## The exercise
Reproduce the records from the start through the line containing "(1080, 563)", substituting "stainless steel refrigerator" for "white refrigerator" and leaving everything else unchanged.

____ Entries shown

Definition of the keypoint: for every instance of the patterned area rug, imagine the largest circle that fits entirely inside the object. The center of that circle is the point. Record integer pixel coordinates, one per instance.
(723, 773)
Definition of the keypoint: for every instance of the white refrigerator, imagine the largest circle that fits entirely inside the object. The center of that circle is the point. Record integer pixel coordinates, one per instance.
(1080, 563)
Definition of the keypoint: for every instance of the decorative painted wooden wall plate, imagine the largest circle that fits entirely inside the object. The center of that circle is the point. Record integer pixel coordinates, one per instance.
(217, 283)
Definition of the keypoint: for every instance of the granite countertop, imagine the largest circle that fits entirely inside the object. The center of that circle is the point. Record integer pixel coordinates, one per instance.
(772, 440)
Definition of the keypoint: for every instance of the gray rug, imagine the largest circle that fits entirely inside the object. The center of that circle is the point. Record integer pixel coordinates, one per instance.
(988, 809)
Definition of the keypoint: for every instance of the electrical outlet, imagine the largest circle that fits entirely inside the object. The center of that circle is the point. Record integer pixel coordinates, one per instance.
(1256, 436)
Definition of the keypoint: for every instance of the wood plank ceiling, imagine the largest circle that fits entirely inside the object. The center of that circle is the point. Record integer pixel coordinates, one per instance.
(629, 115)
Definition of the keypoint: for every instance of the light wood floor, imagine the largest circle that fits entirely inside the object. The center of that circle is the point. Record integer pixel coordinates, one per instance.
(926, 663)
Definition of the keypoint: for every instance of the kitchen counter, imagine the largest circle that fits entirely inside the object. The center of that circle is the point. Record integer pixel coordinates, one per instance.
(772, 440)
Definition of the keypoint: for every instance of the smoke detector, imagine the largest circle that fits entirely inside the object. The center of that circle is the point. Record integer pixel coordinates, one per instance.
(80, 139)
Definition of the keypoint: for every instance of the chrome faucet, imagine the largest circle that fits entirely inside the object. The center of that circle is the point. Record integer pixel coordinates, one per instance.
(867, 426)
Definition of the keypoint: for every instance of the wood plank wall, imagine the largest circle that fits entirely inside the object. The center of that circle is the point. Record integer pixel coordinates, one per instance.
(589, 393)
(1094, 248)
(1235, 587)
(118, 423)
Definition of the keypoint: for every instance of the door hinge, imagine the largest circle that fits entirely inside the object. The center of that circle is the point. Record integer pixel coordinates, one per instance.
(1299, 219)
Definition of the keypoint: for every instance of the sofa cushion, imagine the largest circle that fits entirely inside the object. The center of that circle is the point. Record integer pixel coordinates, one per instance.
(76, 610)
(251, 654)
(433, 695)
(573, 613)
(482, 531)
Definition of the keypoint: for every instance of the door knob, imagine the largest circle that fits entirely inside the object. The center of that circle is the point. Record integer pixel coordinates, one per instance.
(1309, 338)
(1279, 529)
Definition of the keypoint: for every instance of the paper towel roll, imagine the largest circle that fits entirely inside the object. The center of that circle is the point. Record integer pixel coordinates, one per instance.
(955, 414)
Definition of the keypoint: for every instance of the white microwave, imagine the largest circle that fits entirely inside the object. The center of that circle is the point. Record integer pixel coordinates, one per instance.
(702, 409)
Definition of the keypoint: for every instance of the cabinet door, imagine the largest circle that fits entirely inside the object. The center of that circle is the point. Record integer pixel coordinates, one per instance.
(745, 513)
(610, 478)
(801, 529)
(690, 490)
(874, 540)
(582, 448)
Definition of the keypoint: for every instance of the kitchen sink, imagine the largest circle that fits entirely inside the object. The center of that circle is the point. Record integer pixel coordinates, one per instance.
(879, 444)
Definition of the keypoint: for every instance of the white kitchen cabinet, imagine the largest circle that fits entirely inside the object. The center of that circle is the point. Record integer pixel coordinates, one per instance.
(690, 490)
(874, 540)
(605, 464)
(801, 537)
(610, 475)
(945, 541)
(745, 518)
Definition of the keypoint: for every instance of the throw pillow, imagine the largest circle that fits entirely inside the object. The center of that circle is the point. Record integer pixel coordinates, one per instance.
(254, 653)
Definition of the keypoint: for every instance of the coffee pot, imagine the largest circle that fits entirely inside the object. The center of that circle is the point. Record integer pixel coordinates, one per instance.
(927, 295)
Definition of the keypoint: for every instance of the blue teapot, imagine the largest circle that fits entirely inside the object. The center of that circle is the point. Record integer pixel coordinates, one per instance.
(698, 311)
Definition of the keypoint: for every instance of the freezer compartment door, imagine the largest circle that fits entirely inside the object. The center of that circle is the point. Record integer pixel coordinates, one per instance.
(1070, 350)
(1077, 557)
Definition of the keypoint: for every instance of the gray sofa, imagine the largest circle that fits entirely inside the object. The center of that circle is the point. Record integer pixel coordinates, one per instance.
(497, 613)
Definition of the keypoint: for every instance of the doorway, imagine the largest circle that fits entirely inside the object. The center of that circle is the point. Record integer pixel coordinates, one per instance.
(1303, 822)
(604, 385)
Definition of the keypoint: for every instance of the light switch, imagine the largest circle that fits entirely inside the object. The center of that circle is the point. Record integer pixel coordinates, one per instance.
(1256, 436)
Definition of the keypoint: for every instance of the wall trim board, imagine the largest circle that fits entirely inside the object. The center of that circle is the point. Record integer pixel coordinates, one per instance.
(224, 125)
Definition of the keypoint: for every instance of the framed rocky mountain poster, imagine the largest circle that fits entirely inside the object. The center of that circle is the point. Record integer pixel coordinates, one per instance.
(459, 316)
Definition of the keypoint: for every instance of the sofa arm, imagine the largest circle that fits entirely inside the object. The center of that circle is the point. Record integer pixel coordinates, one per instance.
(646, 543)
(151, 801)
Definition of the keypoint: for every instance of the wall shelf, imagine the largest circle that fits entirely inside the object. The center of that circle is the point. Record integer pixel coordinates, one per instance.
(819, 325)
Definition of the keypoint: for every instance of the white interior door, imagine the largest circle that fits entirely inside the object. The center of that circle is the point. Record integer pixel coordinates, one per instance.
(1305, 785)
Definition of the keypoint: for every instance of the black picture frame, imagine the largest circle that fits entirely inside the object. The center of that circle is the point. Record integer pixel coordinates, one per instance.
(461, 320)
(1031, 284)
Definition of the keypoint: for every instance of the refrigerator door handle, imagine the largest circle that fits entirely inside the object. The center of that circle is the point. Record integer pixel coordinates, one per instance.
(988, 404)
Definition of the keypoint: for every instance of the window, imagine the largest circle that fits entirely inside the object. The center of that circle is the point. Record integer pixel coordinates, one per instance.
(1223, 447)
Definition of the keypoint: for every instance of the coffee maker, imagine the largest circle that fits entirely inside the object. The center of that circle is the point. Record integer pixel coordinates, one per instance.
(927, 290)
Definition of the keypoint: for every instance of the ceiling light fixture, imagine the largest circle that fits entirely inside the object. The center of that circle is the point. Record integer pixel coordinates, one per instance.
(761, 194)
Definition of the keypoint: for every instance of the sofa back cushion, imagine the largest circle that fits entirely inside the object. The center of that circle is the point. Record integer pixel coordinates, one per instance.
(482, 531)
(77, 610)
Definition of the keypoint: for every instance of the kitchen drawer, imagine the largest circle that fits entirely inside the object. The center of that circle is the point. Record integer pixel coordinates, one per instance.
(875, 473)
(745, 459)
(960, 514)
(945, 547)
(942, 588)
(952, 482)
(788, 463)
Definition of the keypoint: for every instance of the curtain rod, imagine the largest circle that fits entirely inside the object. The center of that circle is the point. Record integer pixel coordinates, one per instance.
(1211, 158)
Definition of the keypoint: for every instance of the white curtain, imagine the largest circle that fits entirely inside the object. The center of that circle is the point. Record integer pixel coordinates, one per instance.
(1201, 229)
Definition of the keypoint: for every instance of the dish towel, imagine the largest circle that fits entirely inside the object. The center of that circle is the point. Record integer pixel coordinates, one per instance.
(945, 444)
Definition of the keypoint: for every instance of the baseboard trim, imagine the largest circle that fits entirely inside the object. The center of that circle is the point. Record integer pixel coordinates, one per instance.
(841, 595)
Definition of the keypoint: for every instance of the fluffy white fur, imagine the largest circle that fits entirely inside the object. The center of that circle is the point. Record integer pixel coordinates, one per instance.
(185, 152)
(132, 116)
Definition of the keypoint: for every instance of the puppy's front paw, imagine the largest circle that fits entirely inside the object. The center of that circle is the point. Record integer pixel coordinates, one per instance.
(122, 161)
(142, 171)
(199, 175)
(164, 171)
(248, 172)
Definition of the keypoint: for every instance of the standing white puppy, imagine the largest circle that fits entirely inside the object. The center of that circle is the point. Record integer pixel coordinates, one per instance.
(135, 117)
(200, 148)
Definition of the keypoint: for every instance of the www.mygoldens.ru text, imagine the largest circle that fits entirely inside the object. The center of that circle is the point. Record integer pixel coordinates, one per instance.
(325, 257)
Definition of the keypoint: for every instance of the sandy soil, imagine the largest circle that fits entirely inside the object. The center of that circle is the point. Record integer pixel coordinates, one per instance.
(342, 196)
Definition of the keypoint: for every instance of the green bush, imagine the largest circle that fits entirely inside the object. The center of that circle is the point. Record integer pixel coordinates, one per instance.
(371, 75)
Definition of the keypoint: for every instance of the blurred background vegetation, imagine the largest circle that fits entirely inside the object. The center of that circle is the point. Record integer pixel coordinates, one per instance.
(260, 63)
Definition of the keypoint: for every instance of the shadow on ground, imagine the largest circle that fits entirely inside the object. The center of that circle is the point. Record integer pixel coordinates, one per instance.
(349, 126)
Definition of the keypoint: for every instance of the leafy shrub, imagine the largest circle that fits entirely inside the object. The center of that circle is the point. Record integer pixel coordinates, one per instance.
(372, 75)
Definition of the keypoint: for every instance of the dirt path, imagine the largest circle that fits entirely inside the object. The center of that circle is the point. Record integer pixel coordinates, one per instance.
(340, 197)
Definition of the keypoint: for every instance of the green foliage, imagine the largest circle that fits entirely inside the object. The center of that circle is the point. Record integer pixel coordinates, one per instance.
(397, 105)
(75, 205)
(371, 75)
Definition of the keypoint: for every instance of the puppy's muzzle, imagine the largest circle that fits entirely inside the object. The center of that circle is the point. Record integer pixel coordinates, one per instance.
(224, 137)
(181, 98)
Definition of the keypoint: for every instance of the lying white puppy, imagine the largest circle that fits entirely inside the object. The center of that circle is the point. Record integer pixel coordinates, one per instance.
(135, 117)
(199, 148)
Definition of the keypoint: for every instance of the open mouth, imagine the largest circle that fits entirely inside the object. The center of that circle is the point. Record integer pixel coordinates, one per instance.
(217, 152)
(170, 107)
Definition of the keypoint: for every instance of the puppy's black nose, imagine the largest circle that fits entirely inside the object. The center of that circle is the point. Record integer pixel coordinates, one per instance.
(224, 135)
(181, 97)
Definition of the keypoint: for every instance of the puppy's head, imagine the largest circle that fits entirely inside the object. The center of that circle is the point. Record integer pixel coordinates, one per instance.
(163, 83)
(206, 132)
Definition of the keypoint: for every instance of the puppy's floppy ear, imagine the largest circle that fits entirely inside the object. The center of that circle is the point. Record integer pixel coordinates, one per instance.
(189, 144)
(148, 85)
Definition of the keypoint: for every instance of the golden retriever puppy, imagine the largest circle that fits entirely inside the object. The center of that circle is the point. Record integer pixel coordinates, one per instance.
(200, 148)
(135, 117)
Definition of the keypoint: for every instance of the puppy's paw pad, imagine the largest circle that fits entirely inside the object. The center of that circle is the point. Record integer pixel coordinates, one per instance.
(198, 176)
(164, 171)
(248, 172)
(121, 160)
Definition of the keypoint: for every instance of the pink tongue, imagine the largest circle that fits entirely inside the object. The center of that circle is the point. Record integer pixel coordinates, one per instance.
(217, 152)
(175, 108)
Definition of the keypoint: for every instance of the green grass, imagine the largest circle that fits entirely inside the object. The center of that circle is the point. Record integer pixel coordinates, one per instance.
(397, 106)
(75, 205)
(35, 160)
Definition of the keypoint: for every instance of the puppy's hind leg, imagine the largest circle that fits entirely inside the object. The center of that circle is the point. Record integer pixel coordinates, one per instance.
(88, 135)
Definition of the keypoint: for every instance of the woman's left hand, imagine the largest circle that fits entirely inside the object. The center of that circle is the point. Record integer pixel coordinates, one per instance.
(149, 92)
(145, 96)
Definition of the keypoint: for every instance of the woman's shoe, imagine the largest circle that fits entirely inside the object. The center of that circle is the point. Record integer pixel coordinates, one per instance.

________

## Answer to this task
Definition of the keypoint: for every instance of the patterned area rug, imagine the largest circle that fits entirely inside the object. The center of that circle is the point. Record integer pixel coordinates, one per instance.
(723, 773)
Definition of the keypoint: for every instance of the stainless steel refrigerator, imagine the largest circle that fits entirely inside the object. The center of that circle is the point. Record integer pixel coordinates, one per instance.
(1080, 563)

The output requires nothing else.